Records for the exercise

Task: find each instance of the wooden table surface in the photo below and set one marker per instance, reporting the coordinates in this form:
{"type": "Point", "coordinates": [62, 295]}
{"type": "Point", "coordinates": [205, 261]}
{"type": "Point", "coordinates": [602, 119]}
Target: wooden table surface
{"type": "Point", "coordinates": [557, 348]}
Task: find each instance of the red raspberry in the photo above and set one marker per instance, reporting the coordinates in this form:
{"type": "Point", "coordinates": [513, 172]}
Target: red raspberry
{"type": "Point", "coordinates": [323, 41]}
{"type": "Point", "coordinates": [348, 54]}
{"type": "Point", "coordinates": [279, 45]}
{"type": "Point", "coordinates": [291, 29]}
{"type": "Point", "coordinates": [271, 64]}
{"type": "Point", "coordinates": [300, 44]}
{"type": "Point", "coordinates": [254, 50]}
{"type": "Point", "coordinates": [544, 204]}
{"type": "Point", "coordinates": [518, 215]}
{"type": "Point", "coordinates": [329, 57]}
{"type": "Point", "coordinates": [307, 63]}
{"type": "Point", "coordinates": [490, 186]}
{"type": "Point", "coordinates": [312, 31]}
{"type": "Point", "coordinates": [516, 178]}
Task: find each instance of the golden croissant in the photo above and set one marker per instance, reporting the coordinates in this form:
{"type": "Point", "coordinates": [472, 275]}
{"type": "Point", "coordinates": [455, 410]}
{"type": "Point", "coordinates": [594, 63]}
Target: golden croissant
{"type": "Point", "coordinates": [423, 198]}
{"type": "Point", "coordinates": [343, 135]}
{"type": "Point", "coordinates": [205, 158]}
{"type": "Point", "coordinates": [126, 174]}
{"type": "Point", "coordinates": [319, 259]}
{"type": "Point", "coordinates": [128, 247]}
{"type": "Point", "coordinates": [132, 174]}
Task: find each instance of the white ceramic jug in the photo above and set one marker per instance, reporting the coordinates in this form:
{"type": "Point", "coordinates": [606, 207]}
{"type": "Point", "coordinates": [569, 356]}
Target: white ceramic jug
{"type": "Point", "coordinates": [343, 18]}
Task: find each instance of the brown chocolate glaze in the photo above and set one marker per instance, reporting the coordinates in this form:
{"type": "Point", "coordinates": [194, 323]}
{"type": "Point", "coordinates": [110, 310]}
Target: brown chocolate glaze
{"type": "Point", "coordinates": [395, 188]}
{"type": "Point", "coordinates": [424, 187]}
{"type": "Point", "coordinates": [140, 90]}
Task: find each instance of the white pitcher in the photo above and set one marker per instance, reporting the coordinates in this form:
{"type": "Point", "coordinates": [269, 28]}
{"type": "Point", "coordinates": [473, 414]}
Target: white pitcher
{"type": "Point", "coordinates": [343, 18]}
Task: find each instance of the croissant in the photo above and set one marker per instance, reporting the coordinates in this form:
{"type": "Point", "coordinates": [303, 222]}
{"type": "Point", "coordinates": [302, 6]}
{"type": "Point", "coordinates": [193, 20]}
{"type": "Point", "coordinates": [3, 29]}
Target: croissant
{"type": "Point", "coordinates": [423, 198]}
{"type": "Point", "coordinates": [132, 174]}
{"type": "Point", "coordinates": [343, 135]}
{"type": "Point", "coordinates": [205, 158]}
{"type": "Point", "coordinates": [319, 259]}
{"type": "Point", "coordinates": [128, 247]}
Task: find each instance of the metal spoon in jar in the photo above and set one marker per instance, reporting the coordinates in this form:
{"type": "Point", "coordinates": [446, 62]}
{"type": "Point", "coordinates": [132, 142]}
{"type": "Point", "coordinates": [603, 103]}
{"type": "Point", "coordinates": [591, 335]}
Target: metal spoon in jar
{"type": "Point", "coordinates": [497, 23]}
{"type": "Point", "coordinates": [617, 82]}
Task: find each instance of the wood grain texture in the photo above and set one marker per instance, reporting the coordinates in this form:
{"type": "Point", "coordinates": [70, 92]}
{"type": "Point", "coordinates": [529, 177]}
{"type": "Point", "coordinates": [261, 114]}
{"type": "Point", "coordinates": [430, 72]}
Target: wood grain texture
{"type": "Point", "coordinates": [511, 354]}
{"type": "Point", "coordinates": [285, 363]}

Task brief
Reproduce all of the records above word for word.

Reply
Task: find each instance of the wooden table surface in the photo below and set one marker per instance, reporting the coordinates in this form:
{"type": "Point", "coordinates": [62, 295]}
{"type": "Point", "coordinates": [205, 261]}
{"type": "Point", "coordinates": [602, 119]}
Target: wooden table surface
{"type": "Point", "coordinates": [557, 348]}
Task: find each instance of the red raspberry in the photo above and set one marker per instance, reporting the coordinates in this form:
{"type": "Point", "coordinates": [513, 172]}
Target: red raspberry
{"type": "Point", "coordinates": [323, 41]}
{"type": "Point", "coordinates": [348, 54]}
{"type": "Point", "coordinates": [279, 45]}
{"type": "Point", "coordinates": [291, 29]}
{"type": "Point", "coordinates": [271, 64]}
{"type": "Point", "coordinates": [300, 44]}
{"type": "Point", "coordinates": [254, 50]}
{"type": "Point", "coordinates": [544, 204]}
{"type": "Point", "coordinates": [518, 215]}
{"type": "Point", "coordinates": [329, 57]}
{"type": "Point", "coordinates": [307, 63]}
{"type": "Point", "coordinates": [490, 186]}
{"type": "Point", "coordinates": [312, 31]}
{"type": "Point", "coordinates": [516, 178]}
Task: find each instance of the golden croissant in the photo above and set one marker per instance, reporting the coordinates in this form:
{"type": "Point", "coordinates": [472, 275]}
{"type": "Point", "coordinates": [455, 410]}
{"type": "Point", "coordinates": [594, 63]}
Target: golden croissant
{"type": "Point", "coordinates": [423, 198]}
{"type": "Point", "coordinates": [343, 135]}
{"type": "Point", "coordinates": [205, 158]}
{"type": "Point", "coordinates": [126, 174]}
{"type": "Point", "coordinates": [319, 259]}
{"type": "Point", "coordinates": [128, 247]}
{"type": "Point", "coordinates": [132, 174]}
Task: find each instance of the white ceramic jug in the photo above and set one marker per instance, reporting the coordinates in this form:
{"type": "Point", "coordinates": [606, 207]}
{"type": "Point", "coordinates": [569, 356]}
Target: white ceramic jug
{"type": "Point", "coordinates": [343, 18]}
Task: find each instance of the brown chocolate glaze in the photo above and set one marker per instance, reporting the coordinates in this form:
{"type": "Point", "coordinates": [194, 323]}
{"type": "Point", "coordinates": [110, 310]}
Target: brown chocolate glaze
{"type": "Point", "coordinates": [395, 188]}
{"type": "Point", "coordinates": [424, 187]}
{"type": "Point", "coordinates": [140, 90]}
Task: find each instance of the white pitcher in the photo above and set one marker per instance, reporting the coordinates in this form:
{"type": "Point", "coordinates": [269, 28]}
{"type": "Point", "coordinates": [473, 414]}
Target: white pitcher
{"type": "Point", "coordinates": [343, 18]}
Task: find each instance of the croissant in the photo above and set one marker per instance, reporting the coordinates in this form:
{"type": "Point", "coordinates": [303, 222]}
{"type": "Point", "coordinates": [302, 6]}
{"type": "Point", "coordinates": [193, 20]}
{"type": "Point", "coordinates": [3, 29]}
Target: croissant
{"type": "Point", "coordinates": [423, 198]}
{"type": "Point", "coordinates": [132, 174]}
{"type": "Point", "coordinates": [343, 135]}
{"type": "Point", "coordinates": [205, 158]}
{"type": "Point", "coordinates": [319, 259]}
{"type": "Point", "coordinates": [128, 247]}
Task: find each instance of the metal spoon in jar in the photo above and set one marker per instance, reporting the coordinates in this form:
{"type": "Point", "coordinates": [446, 62]}
{"type": "Point", "coordinates": [132, 142]}
{"type": "Point", "coordinates": [603, 103]}
{"type": "Point", "coordinates": [591, 335]}
Target: metal spoon in jar
{"type": "Point", "coordinates": [497, 23]}
{"type": "Point", "coordinates": [617, 82]}
Task: find each instance of the wood grain texture in the photo above and set one marker per instance, reporting the coordinates in this form:
{"type": "Point", "coordinates": [70, 92]}
{"type": "Point", "coordinates": [529, 177]}
{"type": "Point", "coordinates": [261, 114]}
{"type": "Point", "coordinates": [430, 72]}
Target: wood grain texture
{"type": "Point", "coordinates": [511, 354]}
{"type": "Point", "coordinates": [285, 363]}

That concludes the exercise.